Rewrite every line of the material below, replacing "Provide x and y" with "Give the x and y coordinates" and leaving everything else untouched. Don't include the pictures in your answer.

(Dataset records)

══════════════════════════════

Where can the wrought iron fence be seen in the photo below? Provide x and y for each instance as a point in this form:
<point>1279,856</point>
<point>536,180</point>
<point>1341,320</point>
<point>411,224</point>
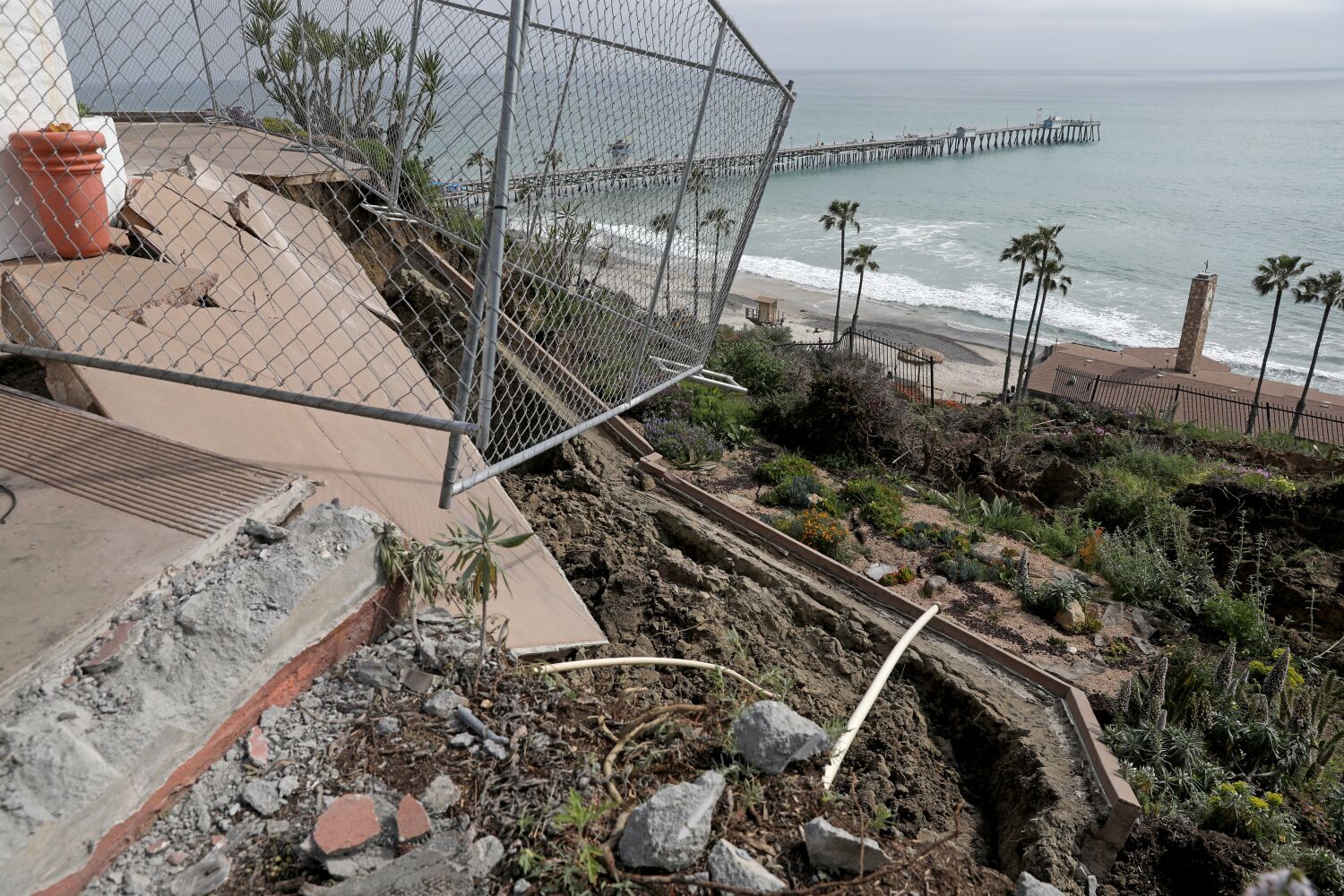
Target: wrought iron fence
<point>1185,405</point>
<point>505,220</point>
<point>906,365</point>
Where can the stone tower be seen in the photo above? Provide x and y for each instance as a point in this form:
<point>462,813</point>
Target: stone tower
<point>1196,322</point>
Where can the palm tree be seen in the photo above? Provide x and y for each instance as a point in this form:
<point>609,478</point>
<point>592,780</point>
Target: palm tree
<point>1021,250</point>
<point>663,223</point>
<point>1046,247</point>
<point>859,260</point>
<point>481,163</point>
<point>840,215</point>
<point>696,185</point>
<point>1325,290</point>
<point>1048,277</point>
<point>722,226</point>
<point>1274,276</point>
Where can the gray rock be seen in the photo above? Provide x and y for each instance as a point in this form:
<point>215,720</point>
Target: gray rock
<point>1142,626</point>
<point>203,877</point>
<point>437,866</point>
<point>736,868</point>
<point>836,849</point>
<point>771,735</point>
<point>935,584</point>
<point>265,530</point>
<point>671,829</point>
<point>1029,885</point>
<point>487,853</point>
<point>986,552</point>
<point>374,673</point>
<point>1072,616</point>
<point>263,796</point>
<point>879,570</point>
<point>443,702</point>
<point>441,794</point>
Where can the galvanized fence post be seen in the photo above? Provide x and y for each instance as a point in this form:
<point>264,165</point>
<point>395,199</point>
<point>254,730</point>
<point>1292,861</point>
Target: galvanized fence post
<point>781,124</point>
<point>676,212</point>
<point>486,292</point>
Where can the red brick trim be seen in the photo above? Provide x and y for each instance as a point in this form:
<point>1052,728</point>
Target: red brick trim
<point>365,624</point>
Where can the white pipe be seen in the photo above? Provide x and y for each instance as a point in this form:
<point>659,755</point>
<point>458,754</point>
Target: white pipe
<point>841,747</point>
<point>652,661</point>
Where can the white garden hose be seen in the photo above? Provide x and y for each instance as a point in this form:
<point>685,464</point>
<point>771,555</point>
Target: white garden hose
<point>652,661</point>
<point>841,747</point>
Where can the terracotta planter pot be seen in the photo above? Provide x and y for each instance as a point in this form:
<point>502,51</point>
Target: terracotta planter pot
<point>67,193</point>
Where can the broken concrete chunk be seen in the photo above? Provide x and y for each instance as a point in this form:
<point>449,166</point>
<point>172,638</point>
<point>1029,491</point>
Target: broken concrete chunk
<point>375,673</point>
<point>263,796</point>
<point>878,570</point>
<point>737,868</point>
<point>443,702</point>
<point>411,821</point>
<point>1029,885</point>
<point>349,823</point>
<point>836,849</point>
<point>671,829</point>
<point>441,794</point>
<point>1072,616</point>
<point>487,853</point>
<point>771,735</point>
<point>258,748</point>
<point>265,530</point>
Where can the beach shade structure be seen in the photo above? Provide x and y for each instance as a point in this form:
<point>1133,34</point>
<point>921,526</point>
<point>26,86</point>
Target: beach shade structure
<point>766,312</point>
<point>432,214</point>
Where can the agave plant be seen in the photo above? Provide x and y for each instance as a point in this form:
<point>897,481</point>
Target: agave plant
<point>476,559</point>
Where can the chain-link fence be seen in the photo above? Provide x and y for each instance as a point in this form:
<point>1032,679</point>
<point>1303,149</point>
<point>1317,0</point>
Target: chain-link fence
<point>507,220</point>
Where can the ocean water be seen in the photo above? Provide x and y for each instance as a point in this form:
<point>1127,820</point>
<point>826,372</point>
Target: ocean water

══════════════════════════════

COMPLETE ANSWER:
Where can the wrought iron fence be seen in the photo below? Give the x and y coordinates for each instance as a point in this form:
<point>1279,856</point>
<point>536,180</point>
<point>1341,320</point>
<point>411,224</point>
Target: wrought iron fence
<point>1185,405</point>
<point>505,220</point>
<point>906,365</point>
Where can the stone tower be seen in the photo above? Give the x and y coordinates for each instance as a point in this form:
<point>462,813</point>
Target: stone tower
<point>1196,322</point>
Where can the palm tree be seen in the photo above? Give the x and y coordinates for each instance as a point in this form:
<point>609,478</point>
<point>592,780</point>
Target: palm tree
<point>1021,250</point>
<point>663,223</point>
<point>1046,247</point>
<point>859,260</point>
<point>481,163</point>
<point>840,215</point>
<point>696,185</point>
<point>1325,290</point>
<point>1048,277</point>
<point>722,226</point>
<point>1274,276</point>
Where can the gray rock be seen in the photo above? Give the x and y coordinates for each instance as a point in this form:
<point>215,720</point>
Target: gray rock
<point>1142,626</point>
<point>203,877</point>
<point>437,866</point>
<point>736,868</point>
<point>836,849</point>
<point>771,735</point>
<point>935,584</point>
<point>265,530</point>
<point>671,829</point>
<point>1029,885</point>
<point>487,853</point>
<point>986,552</point>
<point>374,673</point>
<point>1072,616</point>
<point>263,796</point>
<point>879,570</point>
<point>443,702</point>
<point>441,794</point>
Where can the galvanized fence post be seen in the photo above? Give the x and y coordinates for each instance as a point in this form:
<point>264,165</point>
<point>395,199</point>
<point>254,730</point>
<point>1292,861</point>
Target: galvanized fence post
<point>781,124</point>
<point>676,212</point>
<point>486,292</point>
Where can the red brick trim be seen in the photo above? Give the x and y coordinates for each instance as a point in this form:
<point>1052,728</point>
Target: red brick trim
<point>365,624</point>
Where can the white pipe be seen in the photo above? Give the x and y coordinates for each instance as a point in this form:
<point>659,755</point>
<point>458,754</point>
Target: white pipe
<point>841,747</point>
<point>652,661</point>
Where can the white garden hose be seen in the photo above? Give the x and y coordinates for each instance as a point in this form:
<point>685,464</point>
<point>771,555</point>
Target: white garden hose
<point>652,661</point>
<point>841,747</point>
Where can the terracotta planter pot be seen in the photo above? Give the x and y coordinates for each instance as a point in this form:
<point>502,51</point>
Target: terracotta planter pot
<point>67,193</point>
Where can the broken concrete chunk be seen in the photo above? Give the x and y coordinates for each instance as a point in this form:
<point>449,166</point>
<point>172,638</point>
<point>1029,491</point>
Target: broken concrete chunk
<point>375,673</point>
<point>263,796</point>
<point>878,570</point>
<point>737,868</point>
<point>443,702</point>
<point>411,821</point>
<point>1029,885</point>
<point>349,823</point>
<point>836,849</point>
<point>671,829</point>
<point>441,794</point>
<point>1072,616</point>
<point>487,853</point>
<point>771,735</point>
<point>258,748</point>
<point>265,530</point>
Where can the beach shade structure be seen in the photo above? Give the x and y coordinates for each instance as a point in this form:
<point>1133,34</point>
<point>921,526</point>
<point>26,86</point>
Target: beach shade structure
<point>766,312</point>
<point>432,214</point>
Where can the agave plant be seen in the photo above? Give the x and y coordinates for each instance as a point in this form:
<point>897,481</point>
Target: agave plant
<point>476,559</point>
Where can the chain-link fence be seen in the photo above? Give the x and y coordinates for each instance as a point in this form:
<point>1032,679</point>
<point>1303,149</point>
<point>1317,0</point>
Target: chain-link fence
<point>507,220</point>
Where can the ocean water be seen in the photo above? Give the x and y coordinates for each instance as a point in this form:
<point>1127,820</point>
<point>826,372</point>
Target: ocean water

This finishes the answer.